_Text under study:_
□ □ □ □ □

Arc Institute
Transformer model for predicting cellular responses to perturbations across diverse cell contexts, trained on over 267 million human single-cell profiles.
STATE (State Transition and Embedding) is a transformer-based virtual cell model developed at Arc Institute by Yusuf H. Roohani, Patrick D. Hsu, Lena Gilbert, Stephan Konermann, and colleagues. Released in June 2025, STATE addresses one of the central challenges in computational biology: predicting how individual cells respond to genetic, chemical, or signaling perturbations, and generalizing those predictions to cellular contexts never seen during training. Unlike prior perturbation models that treat each experiment in isolation, STATE explicitly accounts for cellular heterogeneity both within a single experiment and across the broader diversity of cell types, tissues, and experimental conditions.
The model is architected around two interlocking modules that separate the problem of understanding what a cell is from predicting how a perturbation changes it. The State Embedding (SE) model learns a continuous manifold of cellular identity from large-scale observational single-cell RNA-seq data, encoding each cell as a dense vector that captures gene expression variation while remaining robust to technical noise. The State Transition (ST) model then operates on these cell embeddings to predict where a cell will move on that manifold following a given perturbation. By pre-computing cell states from 167 million unperturbed human cells and learning perturbation effects from over 100 million perturbed cells across 70 distinct cellular contexts, STATE achieves generalization to novel cell types where no perturbation data exists.

□ □ □ □ □

_Data:_
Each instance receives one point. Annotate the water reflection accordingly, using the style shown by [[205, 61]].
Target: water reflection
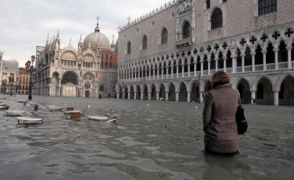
[[151, 140]]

□ □ □ □ □

_To do:_
A – Answer the following from the text on the STATE virtual cell model.
(i) In what month and year was STATE released?
(ii) From how many unperturbed human cells does STATE pre-compute cell states?
(iii) What does the State Embedding model learn, and from what kind of data?
B – Write the next portion of the text on the STATE virtual cell model, picking up after its final sentence.

_Set of answers:_
A –
(i) June 2025.
(ii) 167 million.
(iii) It learns a continuous manifold of cellular identity from large-scale observational single-cell RNA-seq data.

B –
STATE was evaluated against prior models on large-scale perturbation datasets including Tahoe-100M, the largest publicly available chemical perturbation dataset at the time of publication. On that benchmark, STATE improved discrimination of perturbation effects by more than 50% and doubled the accuracy of identifying true differentially expressed genes compared to existing approaches. To support rigorous comparison across methods, the team simultaneously introduced Cell-Eval, a comprehensive benchmarking framework that assesses whether models can detect biologically meaningful, cell-type-specific responses including cell survival effects.
The State Transition model is built on a bidirectional transformer with a LLaMA-style backbone. It operates on sets of cell embeddings rather than raw transcriptomes, using self-attention to model dependencies among cells within a perturbation context. The State Embedding model is a dense bidirectional transformer encoder whose training objective is to predict log-normalized gene expression from masked input; the SE decoder is a smaller multi-layer perceptron (MLP) that reconstructs gene expression from a combination of learned cell embeddings and target gene embeddings. This encoder-decoder design creates a smooth, noise-robust latent manifold of cellular states from which the ST model learns perturbation trajectories. All training data is standardized to 19,790 human protein-coding Ensembl genes; observations are normalized to a total UMI depth of 10,000 reads before being passed to either model component.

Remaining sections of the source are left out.